Problem details
Pick out every line in the entries below that contains the word "yellow", and copy each of those lines in full.

Source data
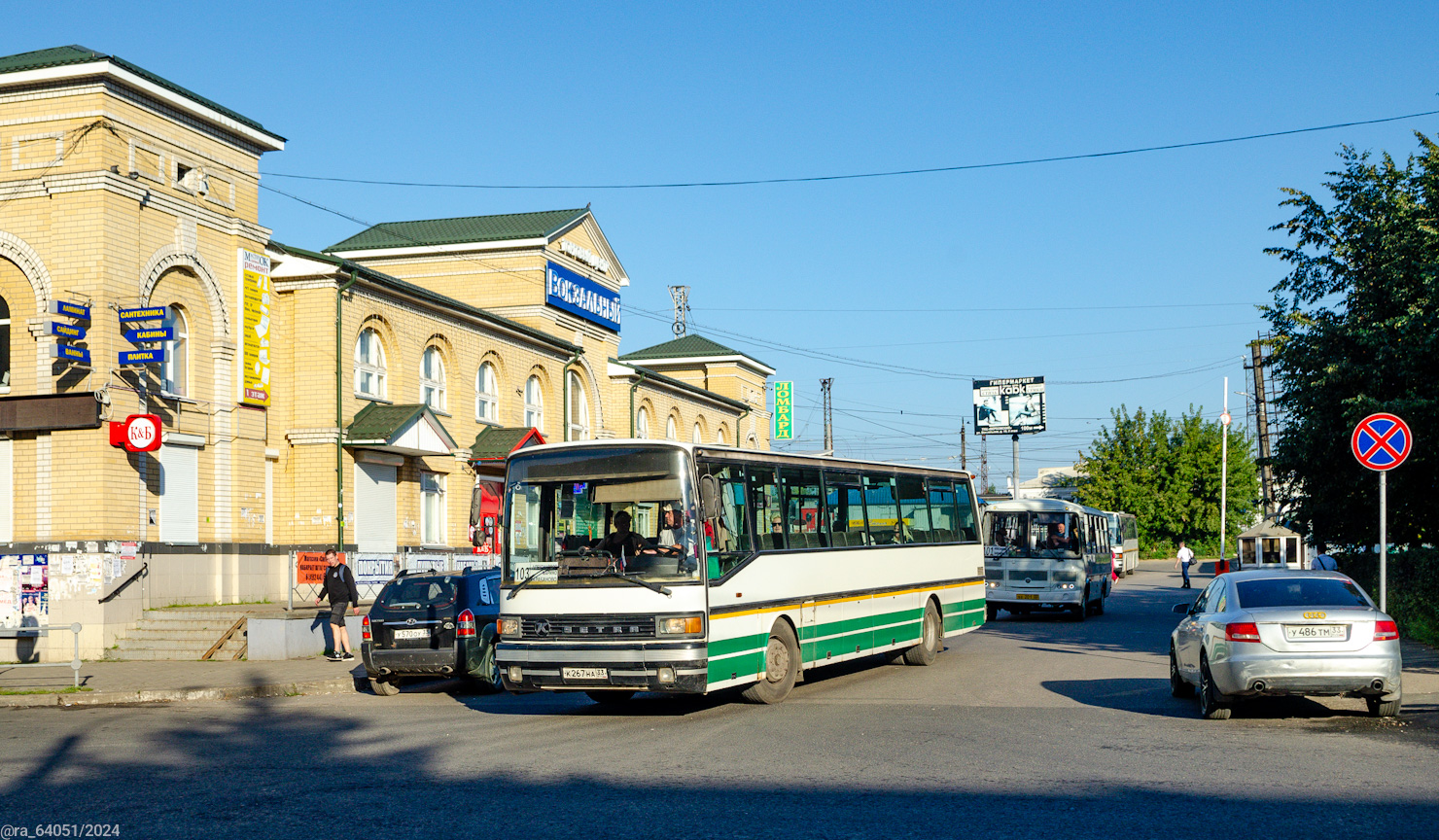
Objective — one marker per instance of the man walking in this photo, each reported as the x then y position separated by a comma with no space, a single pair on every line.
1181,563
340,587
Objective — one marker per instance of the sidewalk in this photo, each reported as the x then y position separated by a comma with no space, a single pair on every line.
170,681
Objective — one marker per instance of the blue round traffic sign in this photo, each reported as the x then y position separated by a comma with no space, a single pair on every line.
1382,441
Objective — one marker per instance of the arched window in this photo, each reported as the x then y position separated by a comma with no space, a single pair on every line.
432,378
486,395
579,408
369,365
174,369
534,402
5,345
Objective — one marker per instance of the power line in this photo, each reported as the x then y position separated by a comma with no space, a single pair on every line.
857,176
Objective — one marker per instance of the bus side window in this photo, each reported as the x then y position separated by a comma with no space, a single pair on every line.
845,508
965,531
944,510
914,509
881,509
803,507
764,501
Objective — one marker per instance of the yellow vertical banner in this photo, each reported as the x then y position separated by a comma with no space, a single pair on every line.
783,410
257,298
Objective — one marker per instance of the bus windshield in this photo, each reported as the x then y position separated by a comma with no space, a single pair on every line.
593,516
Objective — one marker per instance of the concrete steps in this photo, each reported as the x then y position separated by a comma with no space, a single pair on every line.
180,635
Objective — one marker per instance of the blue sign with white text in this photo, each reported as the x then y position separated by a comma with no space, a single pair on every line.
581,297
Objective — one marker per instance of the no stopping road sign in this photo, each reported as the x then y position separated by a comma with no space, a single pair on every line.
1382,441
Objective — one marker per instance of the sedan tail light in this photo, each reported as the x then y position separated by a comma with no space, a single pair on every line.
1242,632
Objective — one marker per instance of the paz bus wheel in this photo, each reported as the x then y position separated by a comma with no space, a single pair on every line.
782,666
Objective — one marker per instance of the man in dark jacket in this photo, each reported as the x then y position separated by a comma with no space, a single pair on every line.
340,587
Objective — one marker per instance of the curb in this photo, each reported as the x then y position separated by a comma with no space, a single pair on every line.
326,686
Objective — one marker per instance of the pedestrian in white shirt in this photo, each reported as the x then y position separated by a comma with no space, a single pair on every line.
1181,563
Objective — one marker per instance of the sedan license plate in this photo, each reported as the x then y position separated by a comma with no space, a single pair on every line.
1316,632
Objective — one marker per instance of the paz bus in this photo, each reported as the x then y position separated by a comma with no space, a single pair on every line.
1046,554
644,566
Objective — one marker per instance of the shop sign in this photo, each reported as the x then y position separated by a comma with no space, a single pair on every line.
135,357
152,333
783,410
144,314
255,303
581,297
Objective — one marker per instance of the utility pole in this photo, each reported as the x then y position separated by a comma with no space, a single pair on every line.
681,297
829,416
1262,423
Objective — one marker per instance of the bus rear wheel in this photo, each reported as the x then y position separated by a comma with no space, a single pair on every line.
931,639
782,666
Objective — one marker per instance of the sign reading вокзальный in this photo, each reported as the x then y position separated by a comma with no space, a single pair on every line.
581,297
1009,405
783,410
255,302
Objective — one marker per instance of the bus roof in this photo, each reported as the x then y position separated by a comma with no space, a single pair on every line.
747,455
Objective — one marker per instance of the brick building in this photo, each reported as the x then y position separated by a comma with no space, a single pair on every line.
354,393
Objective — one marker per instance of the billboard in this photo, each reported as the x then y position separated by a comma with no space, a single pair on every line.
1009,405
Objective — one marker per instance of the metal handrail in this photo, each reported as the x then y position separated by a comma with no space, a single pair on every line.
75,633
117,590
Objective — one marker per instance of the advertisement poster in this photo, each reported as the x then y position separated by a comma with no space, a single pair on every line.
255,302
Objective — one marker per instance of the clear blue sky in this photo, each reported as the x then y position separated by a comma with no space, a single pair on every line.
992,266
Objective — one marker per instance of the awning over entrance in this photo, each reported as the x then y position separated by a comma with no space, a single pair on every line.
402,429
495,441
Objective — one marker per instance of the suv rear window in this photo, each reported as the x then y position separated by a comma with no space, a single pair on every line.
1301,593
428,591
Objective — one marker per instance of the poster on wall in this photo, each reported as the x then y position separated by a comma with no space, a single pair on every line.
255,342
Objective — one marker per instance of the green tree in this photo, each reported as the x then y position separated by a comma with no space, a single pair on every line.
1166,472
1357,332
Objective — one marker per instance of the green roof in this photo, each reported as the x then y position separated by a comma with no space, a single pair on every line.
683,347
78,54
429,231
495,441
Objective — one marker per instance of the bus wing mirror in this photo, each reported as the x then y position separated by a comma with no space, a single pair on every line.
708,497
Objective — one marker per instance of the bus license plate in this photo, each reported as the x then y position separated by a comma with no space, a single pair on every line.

* * *

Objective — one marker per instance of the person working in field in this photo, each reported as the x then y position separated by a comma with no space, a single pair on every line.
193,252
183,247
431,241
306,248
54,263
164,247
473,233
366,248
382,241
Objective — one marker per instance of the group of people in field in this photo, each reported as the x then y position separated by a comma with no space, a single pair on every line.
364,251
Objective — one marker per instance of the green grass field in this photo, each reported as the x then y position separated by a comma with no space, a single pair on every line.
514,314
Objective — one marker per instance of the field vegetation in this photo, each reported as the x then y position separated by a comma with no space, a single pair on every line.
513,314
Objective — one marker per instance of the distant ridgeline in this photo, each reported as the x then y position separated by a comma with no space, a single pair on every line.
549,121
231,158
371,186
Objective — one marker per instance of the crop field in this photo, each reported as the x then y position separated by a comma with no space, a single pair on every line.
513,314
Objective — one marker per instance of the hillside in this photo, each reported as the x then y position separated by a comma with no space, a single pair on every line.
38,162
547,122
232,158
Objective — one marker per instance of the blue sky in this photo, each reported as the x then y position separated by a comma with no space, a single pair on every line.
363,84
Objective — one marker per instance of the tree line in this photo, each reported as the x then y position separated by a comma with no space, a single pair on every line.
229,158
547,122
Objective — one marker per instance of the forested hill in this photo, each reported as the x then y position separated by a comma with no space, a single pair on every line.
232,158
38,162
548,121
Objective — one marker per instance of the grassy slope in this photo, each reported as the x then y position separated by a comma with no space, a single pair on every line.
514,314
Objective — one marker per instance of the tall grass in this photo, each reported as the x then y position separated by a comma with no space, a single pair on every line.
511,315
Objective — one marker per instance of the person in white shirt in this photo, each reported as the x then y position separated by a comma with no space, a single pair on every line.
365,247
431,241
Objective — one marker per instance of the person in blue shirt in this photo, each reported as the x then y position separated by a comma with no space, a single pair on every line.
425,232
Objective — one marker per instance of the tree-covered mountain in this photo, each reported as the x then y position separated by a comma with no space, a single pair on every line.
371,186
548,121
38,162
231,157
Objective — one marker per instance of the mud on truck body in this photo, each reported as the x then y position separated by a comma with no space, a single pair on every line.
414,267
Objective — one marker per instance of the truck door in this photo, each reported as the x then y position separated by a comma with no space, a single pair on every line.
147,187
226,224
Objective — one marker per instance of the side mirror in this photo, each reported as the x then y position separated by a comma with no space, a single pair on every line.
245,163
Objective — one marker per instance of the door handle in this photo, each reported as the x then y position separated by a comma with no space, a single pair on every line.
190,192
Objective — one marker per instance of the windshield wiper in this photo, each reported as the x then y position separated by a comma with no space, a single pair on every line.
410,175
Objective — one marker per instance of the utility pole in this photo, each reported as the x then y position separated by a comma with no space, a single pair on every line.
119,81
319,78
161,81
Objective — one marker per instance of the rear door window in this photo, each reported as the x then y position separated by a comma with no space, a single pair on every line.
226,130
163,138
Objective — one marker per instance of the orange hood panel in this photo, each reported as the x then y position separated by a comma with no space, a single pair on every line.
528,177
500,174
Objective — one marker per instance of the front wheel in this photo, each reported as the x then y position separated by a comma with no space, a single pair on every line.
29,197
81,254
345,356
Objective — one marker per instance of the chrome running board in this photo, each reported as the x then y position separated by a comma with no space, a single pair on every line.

Response to the exercise
Objective — one marker per instance of the yellow vertical banner in this photo, each reported as the x then y position separated by a comma with no space, a single pair on every line.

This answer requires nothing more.